Set task: Copy the lines below verbatim, beginning with the line that includes "Task: point out the man's neck, one" and continuing to the end; leave out everything before it.

Data shown:
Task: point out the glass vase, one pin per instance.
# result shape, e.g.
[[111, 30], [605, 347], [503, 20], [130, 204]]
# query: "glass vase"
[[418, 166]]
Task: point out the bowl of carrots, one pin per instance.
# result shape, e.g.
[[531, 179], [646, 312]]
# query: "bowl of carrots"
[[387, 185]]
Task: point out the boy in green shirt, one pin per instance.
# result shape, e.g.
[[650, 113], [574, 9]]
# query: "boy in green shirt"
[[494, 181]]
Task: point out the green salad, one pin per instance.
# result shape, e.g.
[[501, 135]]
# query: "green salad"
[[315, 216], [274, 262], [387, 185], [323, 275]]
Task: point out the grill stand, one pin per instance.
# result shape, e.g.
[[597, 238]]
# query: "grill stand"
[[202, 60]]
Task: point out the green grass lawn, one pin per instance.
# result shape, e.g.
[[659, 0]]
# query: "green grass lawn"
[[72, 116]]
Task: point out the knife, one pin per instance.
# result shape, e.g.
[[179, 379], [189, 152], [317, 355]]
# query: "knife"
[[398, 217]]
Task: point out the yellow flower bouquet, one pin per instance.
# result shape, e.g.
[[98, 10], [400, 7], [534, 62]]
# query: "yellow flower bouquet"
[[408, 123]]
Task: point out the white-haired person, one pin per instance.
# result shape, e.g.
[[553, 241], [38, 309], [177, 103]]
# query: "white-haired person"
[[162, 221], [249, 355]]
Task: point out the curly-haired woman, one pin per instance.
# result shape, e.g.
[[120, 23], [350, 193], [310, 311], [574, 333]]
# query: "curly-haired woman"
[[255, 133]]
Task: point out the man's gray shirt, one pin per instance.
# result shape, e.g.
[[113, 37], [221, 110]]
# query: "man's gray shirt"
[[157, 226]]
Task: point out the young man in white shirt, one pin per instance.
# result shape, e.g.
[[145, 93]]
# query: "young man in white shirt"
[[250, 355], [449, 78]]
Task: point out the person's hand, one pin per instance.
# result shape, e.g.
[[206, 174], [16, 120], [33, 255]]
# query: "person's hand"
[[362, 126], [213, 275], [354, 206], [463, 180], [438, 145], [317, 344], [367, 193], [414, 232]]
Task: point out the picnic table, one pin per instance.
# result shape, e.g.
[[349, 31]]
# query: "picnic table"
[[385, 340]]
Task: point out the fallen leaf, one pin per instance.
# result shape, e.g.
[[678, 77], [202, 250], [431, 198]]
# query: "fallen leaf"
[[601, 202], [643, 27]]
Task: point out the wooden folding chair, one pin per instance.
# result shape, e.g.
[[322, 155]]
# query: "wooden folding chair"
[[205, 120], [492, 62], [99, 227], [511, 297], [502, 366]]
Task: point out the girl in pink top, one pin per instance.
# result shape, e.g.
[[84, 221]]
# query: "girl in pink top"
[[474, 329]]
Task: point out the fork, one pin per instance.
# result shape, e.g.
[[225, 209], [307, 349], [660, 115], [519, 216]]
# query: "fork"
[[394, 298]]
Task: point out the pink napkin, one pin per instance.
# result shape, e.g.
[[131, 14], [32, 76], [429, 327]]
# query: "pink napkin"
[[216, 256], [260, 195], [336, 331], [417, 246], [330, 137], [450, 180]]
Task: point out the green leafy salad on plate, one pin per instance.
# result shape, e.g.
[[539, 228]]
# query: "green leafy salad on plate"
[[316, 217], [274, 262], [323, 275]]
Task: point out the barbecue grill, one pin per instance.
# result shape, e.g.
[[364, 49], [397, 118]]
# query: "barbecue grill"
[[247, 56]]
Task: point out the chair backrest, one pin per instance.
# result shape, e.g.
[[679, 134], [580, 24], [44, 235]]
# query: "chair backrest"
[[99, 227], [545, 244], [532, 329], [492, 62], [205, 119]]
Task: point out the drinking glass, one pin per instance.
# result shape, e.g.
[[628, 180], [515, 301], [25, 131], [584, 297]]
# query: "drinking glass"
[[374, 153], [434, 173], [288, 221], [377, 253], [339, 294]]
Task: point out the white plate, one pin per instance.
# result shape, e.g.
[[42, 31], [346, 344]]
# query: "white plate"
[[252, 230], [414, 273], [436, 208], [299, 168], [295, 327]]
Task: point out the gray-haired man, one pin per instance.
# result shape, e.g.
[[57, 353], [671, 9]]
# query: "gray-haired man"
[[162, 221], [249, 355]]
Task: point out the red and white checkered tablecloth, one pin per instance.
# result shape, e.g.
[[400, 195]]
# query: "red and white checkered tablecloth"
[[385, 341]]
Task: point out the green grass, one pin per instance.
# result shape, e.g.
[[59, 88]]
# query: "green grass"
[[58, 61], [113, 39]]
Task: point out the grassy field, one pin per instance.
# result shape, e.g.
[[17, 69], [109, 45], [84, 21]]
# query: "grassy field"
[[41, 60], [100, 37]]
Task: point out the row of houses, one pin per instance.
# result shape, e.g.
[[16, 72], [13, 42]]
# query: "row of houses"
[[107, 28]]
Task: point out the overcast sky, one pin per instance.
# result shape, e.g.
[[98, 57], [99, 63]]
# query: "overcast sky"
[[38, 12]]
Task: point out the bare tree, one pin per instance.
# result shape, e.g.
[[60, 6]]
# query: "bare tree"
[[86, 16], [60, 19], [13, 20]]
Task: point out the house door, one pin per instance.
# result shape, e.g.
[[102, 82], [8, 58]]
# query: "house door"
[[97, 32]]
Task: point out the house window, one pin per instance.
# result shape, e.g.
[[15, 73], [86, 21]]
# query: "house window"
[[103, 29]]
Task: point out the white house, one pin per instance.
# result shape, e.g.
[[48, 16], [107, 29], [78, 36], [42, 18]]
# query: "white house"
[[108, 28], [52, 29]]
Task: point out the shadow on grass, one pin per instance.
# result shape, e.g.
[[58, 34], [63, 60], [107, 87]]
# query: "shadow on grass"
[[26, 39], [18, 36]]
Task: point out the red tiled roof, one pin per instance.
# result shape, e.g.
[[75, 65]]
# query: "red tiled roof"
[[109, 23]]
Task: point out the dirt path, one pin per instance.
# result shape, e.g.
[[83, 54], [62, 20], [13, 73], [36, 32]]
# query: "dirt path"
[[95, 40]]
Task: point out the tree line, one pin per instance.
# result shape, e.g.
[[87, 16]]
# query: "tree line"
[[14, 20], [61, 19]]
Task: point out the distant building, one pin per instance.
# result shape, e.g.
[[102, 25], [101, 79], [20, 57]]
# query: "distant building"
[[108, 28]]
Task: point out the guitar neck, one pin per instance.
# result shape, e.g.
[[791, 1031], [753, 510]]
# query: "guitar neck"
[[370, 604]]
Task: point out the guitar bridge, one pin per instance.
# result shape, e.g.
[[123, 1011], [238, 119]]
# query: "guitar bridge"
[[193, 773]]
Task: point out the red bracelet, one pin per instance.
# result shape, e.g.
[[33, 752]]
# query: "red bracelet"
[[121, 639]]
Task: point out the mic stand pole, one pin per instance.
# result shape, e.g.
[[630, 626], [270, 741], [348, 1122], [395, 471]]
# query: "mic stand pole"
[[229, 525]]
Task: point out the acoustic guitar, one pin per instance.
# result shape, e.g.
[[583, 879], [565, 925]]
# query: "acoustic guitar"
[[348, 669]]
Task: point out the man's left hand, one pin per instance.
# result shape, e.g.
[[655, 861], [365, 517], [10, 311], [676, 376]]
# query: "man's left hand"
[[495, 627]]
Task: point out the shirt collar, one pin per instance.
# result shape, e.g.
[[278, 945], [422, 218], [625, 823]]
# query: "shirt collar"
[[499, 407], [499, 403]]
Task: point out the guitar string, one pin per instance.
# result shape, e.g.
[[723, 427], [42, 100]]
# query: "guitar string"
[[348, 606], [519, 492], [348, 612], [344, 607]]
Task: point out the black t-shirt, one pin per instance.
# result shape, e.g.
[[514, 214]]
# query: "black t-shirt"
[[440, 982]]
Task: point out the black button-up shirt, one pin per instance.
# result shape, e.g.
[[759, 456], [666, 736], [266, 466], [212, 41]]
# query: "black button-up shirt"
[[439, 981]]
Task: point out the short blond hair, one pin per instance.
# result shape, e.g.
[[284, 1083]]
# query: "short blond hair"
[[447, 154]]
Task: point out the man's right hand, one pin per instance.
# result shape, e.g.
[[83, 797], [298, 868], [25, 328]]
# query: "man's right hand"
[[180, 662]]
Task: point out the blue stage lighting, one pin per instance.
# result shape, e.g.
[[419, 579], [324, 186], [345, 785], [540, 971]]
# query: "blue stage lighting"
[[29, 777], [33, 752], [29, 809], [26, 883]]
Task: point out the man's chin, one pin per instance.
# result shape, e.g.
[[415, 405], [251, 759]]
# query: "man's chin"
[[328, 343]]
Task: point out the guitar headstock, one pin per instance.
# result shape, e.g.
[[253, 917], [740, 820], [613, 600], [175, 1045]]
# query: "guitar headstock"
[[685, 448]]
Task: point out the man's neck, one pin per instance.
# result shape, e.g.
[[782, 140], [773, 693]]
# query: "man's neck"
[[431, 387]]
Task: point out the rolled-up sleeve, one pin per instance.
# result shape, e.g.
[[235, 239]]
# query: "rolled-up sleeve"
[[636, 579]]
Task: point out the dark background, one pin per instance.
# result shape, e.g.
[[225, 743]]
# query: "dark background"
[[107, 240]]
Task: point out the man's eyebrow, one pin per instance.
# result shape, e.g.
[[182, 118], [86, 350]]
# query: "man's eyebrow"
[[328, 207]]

Full response:
Task: point out the man's neck, one pin per instance.
# result shape, e.g.
[[782, 140], [773, 693]]
# query: "man's neck"
[[431, 387]]
Task: point out the rolled-up sleeve, one pin per instance.
# result shape, e.g.
[[235, 239]]
# query: "rolled-up sleeve"
[[636, 579]]
Task: point out the dark background, one pin per instance.
# result shape, e.g.
[[225, 743]]
# query: "dark background"
[[107, 240]]
Task: point out the man's eyebrow, one pin per instance.
# result shape, e.g.
[[182, 118], [86, 350]]
# query: "man's eyebrow"
[[328, 207]]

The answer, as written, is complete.